INSTRUCTIONS FOR THE TASK = Reproduce only this part of the listing: the line with "of the hazy", plus every line after it through the last.

MATERIAL TO PROCESS =
START
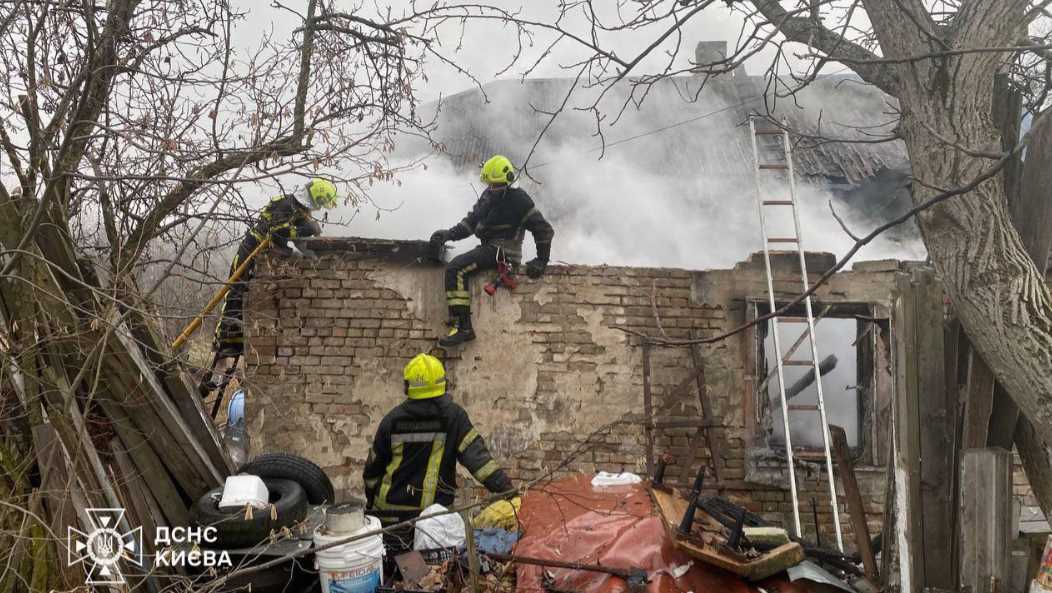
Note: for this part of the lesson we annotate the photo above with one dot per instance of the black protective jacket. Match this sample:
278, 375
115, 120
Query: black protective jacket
501, 217
282, 219
412, 463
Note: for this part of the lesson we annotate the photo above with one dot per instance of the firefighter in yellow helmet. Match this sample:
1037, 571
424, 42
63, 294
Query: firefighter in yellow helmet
412, 463
500, 219
285, 218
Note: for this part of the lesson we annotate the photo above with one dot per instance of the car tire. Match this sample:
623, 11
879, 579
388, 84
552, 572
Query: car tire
233, 530
304, 472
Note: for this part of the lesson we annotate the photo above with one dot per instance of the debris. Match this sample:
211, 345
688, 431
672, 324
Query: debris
571, 520
492, 540
411, 567
439, 530
767, 535
241, 490
503, 514
606, 478
679, 571
711, 542
812, 572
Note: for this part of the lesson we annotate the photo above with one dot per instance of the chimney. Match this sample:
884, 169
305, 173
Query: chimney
710, 52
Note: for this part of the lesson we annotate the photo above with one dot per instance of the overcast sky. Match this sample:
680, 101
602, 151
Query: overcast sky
488, 46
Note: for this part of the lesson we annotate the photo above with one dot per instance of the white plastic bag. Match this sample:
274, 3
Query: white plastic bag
241, 490
604, 478
442, 531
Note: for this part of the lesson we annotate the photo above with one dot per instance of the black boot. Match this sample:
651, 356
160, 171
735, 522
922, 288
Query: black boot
460, 330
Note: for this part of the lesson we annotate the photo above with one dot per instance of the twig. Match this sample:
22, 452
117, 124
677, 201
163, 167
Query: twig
843, 224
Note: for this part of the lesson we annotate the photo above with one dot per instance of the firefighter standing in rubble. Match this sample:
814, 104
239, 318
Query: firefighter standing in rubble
412, 463
285, 218
499, 219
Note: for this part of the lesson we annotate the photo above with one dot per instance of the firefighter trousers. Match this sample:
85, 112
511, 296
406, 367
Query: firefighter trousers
462, 268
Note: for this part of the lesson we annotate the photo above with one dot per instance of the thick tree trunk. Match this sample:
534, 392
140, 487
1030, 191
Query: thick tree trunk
1002, 299
1031, 211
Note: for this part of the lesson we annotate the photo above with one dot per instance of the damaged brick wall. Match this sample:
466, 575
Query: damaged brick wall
328, 339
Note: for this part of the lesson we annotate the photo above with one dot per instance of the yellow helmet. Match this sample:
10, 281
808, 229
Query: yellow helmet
498, 170
322, 192
424, 377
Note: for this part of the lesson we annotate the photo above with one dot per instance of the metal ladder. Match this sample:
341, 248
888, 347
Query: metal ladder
787, 167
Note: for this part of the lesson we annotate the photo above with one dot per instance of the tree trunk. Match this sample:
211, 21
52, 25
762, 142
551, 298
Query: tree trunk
1032, 215
1002, 299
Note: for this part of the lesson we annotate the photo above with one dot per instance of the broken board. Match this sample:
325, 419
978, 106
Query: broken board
672, 506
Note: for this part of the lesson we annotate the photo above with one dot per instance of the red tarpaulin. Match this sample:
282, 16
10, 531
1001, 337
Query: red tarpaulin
615, 527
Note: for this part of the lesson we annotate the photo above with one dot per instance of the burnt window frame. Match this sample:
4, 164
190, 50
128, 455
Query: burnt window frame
870, 327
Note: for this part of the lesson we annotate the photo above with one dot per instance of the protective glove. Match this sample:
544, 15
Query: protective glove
439, 237
304, 252
535, 267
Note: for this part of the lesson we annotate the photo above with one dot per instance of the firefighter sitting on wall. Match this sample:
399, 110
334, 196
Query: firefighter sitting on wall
499, 219
412, 463
283, 219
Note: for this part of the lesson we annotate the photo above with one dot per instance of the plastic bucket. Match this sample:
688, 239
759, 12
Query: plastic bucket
356, 567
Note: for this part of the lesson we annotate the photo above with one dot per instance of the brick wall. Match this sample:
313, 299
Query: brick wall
328, 339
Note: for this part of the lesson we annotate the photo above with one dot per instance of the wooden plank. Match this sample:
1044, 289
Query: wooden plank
937, 411
1004, 416
909, 529
852, 496
671, 507
132, 399
986, 518
170, 415
55, 482
648, 411
148, 464
182, 393
978, 403
139, 494
706, 409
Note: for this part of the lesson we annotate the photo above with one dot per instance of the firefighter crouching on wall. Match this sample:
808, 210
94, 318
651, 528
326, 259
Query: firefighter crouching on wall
284, 218
412, 463
499, 219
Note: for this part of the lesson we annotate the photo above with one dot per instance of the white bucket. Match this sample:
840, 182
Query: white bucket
356, 567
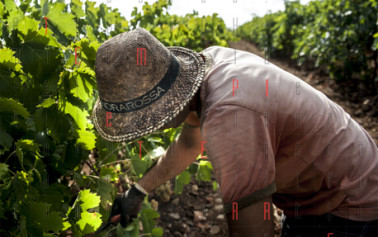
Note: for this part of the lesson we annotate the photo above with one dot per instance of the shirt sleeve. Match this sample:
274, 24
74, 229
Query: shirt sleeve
239, 146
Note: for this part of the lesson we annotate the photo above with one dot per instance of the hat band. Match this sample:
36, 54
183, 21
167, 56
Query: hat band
148, 98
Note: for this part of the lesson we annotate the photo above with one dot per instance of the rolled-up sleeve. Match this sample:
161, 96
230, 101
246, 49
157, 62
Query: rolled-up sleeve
240, 148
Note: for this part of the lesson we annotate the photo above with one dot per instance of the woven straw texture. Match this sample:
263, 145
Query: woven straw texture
120, 79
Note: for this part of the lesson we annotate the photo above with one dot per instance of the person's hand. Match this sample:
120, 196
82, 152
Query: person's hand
127, 205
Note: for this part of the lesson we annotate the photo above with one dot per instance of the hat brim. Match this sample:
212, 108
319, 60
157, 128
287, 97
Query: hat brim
121, 127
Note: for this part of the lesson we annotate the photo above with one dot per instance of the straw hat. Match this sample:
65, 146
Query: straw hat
141, 91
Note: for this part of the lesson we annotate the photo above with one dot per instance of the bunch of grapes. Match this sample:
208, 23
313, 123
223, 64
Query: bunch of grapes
164, 192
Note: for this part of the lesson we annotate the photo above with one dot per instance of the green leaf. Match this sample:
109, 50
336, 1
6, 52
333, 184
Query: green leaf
157, 232
204, 171
140, 166
157, 152
15, 16
106, 191
28, 145
87, 139
3, 170
11, 105
47, 103
181, 180
5, 139
63, 21
76, 8
8, 61
79, 115
89, 222
38, 216
88, 199
215, 186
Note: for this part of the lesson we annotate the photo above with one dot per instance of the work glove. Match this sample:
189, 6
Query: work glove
127, 205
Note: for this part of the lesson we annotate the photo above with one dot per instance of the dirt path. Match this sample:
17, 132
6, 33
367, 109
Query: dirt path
198, 210
364, 113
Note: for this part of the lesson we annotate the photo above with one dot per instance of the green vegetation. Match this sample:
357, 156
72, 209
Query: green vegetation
48, 186
341, 34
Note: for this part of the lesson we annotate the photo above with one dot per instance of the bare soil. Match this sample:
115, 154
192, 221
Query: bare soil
198, 210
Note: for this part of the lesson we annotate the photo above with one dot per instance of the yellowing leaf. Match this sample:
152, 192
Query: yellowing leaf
88, 199
87, 139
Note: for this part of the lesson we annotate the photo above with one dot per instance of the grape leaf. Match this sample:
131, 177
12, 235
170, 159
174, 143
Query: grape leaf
89, 222
157, 232
38, 216
3, 170
47, 103
79, 115
11, 105
63, 21
140, 166
181, 180
86, 139
88, 199
204, 171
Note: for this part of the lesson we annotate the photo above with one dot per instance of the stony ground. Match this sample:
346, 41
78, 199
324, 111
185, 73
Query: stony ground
198, 210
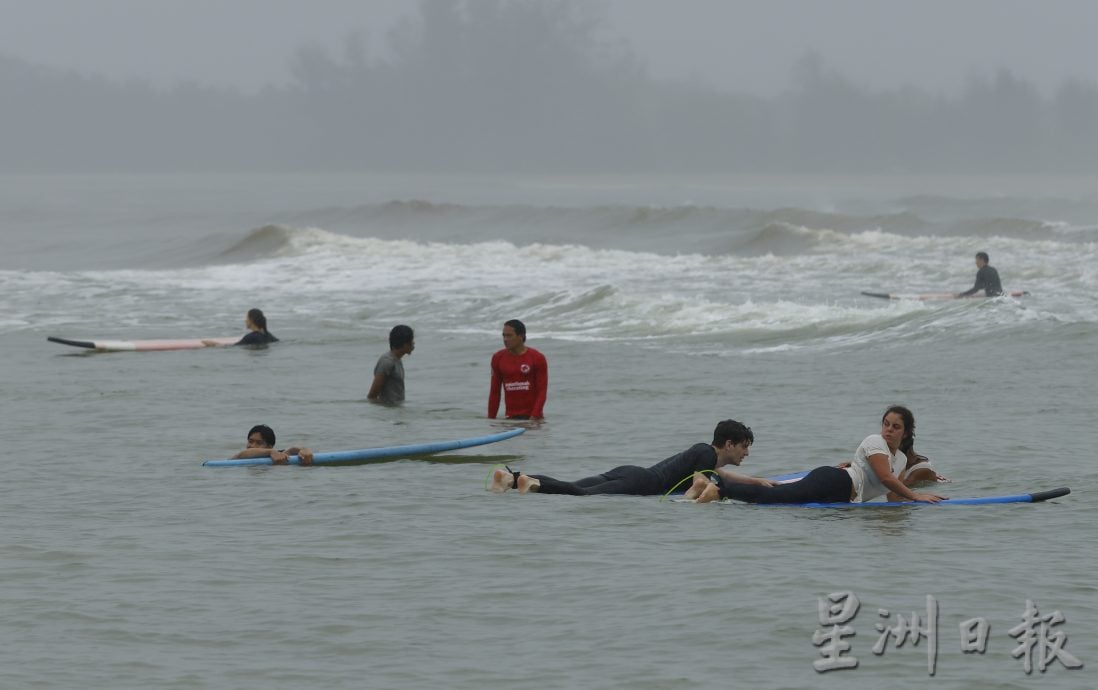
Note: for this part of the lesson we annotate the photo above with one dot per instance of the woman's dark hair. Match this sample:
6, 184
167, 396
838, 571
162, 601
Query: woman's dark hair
730, 430
905, 414
517, 326
266, 432
400, 336
256, 316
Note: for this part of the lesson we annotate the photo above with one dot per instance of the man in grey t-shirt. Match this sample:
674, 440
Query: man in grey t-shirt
388, 386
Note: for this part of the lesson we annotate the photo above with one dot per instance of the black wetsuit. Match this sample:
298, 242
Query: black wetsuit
634, 480
257, 337
824, 485
987, 279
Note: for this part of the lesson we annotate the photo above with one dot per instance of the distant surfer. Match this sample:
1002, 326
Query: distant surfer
876, 469
388, 386
257, 335
523, 374
261, 444
730, 443
987, 278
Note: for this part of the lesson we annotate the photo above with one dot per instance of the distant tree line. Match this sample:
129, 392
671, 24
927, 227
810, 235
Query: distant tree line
490, 86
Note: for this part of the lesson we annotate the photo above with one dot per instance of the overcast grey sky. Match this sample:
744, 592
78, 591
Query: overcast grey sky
742, 45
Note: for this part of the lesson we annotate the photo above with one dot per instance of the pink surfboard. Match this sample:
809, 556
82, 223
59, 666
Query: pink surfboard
124, 346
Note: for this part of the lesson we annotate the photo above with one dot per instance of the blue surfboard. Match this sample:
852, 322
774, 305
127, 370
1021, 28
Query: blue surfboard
372, 455
983, 500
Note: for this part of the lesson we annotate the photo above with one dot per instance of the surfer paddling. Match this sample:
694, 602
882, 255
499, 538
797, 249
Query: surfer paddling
256, 323
261, 444
877, 465
730, 444
987, 279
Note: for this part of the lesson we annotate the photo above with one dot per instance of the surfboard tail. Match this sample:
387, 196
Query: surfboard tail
1052, 493
62, 341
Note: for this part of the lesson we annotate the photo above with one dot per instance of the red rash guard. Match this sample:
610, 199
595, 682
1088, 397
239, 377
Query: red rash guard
525, 381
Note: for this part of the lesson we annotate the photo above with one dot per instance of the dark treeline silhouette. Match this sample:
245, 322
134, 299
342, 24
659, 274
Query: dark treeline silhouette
494, 86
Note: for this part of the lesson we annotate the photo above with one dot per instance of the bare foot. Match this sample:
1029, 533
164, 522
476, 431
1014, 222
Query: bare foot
701, 481
709, 493
502, 480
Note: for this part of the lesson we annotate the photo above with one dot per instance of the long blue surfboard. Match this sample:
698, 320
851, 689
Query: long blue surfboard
371, 455
1016, 498
983, 500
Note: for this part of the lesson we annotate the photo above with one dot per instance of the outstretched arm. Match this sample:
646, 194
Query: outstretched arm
540, 388
493, 394
379, 381
880, 464
730, 476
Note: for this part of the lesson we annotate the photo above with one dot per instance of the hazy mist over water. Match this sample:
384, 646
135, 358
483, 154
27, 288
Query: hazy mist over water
555, 86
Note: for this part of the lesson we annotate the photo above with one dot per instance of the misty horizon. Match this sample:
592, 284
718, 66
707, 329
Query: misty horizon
534, 88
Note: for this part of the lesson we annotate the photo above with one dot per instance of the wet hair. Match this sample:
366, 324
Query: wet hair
265, 431
256, 316
400, 336
730, 430
517, 326
905, 414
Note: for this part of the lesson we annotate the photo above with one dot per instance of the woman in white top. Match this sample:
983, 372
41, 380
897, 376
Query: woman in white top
875, 471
END
EXERCISE OUTPUT =
Note: for this part of the lesson we annotate the photo above with one dot per instance of the hazy mist over water. Match this sample:
384, 646
135, 358
483, 154
27, 288
Query: hazy mist over water
555, 86
Note: for this part of the lesson we annotate the photo above with one dot per instance of the misty horizon. Match this sample:
592, 284
718, 66
707, 329
Query: misty horizon
534, 88
Note: for this part of the lesson we annotate the photo above with one dot per instance of the wet hair. Match this sample:
366, 324
Query: wet hair
265, 431
256, 316
400, 336
730, 430
517, 326
905, 414
Note: for this part of the lesson we annotate the photo above with one dot per instance of the woman in white top. Match this sample:
983, 372
41, 380
897, 376
Query: woman in white top
875, 471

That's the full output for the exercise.